#### [About this task]
The reply should hold only the lines from the one with "mailer box. Thank you!" through the end of the data, each given exactly.

#### [Data items]
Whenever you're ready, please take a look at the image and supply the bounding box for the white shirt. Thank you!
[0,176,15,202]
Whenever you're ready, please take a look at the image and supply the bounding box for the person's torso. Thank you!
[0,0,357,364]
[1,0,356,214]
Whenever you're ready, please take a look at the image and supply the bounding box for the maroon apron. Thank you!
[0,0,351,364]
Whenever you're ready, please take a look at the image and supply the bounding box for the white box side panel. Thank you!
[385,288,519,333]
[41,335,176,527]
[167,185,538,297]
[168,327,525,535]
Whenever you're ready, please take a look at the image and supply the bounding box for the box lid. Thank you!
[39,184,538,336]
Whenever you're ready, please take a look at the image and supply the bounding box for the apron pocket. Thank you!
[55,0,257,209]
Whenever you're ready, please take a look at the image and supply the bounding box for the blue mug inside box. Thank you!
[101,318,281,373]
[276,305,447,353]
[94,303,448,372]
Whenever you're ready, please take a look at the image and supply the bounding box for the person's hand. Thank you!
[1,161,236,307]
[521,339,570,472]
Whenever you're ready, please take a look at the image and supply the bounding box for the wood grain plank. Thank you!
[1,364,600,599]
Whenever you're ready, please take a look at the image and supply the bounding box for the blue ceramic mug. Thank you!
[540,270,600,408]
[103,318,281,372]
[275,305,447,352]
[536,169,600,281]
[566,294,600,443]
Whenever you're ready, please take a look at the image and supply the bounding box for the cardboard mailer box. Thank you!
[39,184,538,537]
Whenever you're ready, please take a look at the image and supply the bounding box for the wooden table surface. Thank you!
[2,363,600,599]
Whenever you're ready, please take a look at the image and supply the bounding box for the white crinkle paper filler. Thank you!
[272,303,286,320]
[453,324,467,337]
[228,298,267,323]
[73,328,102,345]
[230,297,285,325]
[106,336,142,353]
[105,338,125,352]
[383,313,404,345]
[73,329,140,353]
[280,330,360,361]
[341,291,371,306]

#### [Solution below]
Whenever you're ready, please take a look at the image and supply the bounding box for the cardboard mailer box. Thank you!
[39,184,538,537]
Whenever you're ready, please take a look at the image and supply the bounding box for the wooden table surface. Thank you!
[2,363,600,599]
Whenever you're ready, please take a look at the image and supply the bounding box for the white crinkle paper filler. Thank you!
[272,303,286,320]
[453,324,467,337]
[228,298,267,323]
[73,328,102,345]
[230,297,285,325]
[106,336,142,353]
[105,338,125,352]
[383,313,404,345]
[73,329,140,353]
[280,330,360,361]
[341,291,371,306]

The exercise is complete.